What you have to do
No line before the one containing "For every instance of the parked" is to be output; retype exactly that line and all lines that follow it to the end of the records.

((

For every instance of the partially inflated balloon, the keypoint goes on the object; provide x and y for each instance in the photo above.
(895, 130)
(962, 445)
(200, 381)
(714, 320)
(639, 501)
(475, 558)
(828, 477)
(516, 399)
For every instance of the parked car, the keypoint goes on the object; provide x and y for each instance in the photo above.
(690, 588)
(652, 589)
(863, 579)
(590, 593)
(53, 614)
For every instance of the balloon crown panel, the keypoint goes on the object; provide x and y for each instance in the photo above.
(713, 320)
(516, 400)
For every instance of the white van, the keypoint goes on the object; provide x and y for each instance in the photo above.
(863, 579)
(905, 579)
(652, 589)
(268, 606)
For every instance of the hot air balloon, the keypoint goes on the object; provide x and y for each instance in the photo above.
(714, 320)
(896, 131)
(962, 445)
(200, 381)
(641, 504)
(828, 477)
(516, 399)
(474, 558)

))

Answer
For every instance of the parked car, the keypoint goes on the object; provide x and y for each instance in the photo above.
(690, 588)
(652, 589)
(863, 579)
(590, 593)
(53, 614)
For every instance of the balloon crown panel, the keypoint goes on the object; provide x and y for each instance in the photo above.
(713, 320)
(516, 400)
For every instance of the white van, the keypoint goes on the object; provide x and y for each instance in the photo above.
(863, 579)
(905, 579)
(652, 589)
(268, 606)
For every instance of the hot air balloon, the keypoint goes on the object; provide x and y for each instance in the photo above.
(714, 320)
(896, 131)
(962, 445)
(200, 381)
(641, 504)
(828, 477)
(516, 399)
(474, 558)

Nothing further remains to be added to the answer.